Scan the material below for the string "amazon", and copy every line where it shows up.
=== Section Start ===
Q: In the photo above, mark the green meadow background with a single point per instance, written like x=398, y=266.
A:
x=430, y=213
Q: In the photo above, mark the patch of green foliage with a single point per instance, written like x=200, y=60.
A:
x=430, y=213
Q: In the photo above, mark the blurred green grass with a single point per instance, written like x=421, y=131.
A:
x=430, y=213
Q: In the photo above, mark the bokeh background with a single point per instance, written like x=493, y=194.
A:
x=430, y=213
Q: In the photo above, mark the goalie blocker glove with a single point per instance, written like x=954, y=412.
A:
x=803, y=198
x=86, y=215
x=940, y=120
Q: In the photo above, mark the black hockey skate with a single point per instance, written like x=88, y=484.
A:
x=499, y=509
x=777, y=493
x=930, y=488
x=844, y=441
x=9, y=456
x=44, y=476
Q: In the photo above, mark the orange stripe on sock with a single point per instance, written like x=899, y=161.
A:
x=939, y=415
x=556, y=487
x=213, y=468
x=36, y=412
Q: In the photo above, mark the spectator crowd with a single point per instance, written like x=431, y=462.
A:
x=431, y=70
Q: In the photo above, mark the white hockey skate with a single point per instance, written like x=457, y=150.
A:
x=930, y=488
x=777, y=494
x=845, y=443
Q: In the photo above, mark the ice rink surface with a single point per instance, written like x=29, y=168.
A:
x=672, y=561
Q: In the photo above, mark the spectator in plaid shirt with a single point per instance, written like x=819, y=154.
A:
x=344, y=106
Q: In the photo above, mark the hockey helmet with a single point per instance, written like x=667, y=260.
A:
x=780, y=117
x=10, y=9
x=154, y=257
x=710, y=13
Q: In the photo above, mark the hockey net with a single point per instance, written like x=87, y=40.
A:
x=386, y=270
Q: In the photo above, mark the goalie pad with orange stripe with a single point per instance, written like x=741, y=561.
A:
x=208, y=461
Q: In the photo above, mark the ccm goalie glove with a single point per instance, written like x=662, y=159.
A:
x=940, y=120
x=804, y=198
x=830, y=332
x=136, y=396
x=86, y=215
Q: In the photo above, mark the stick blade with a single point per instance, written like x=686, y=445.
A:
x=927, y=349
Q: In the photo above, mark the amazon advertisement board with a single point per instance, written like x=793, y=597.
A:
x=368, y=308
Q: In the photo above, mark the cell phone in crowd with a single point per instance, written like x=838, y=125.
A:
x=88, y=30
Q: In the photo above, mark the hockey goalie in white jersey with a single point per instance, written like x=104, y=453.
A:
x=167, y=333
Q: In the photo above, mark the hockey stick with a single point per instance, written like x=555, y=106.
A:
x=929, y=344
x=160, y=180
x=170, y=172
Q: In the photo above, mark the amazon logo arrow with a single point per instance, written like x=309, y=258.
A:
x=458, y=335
=== Section End ===
## Expected output
Q: In the photo above, mark the amazon advertisement board with a single point per instance, written like x=793, y=597.
Q: In the photo above, mark the amazon logo arrow with a single point per instance, written like x=309, y=258.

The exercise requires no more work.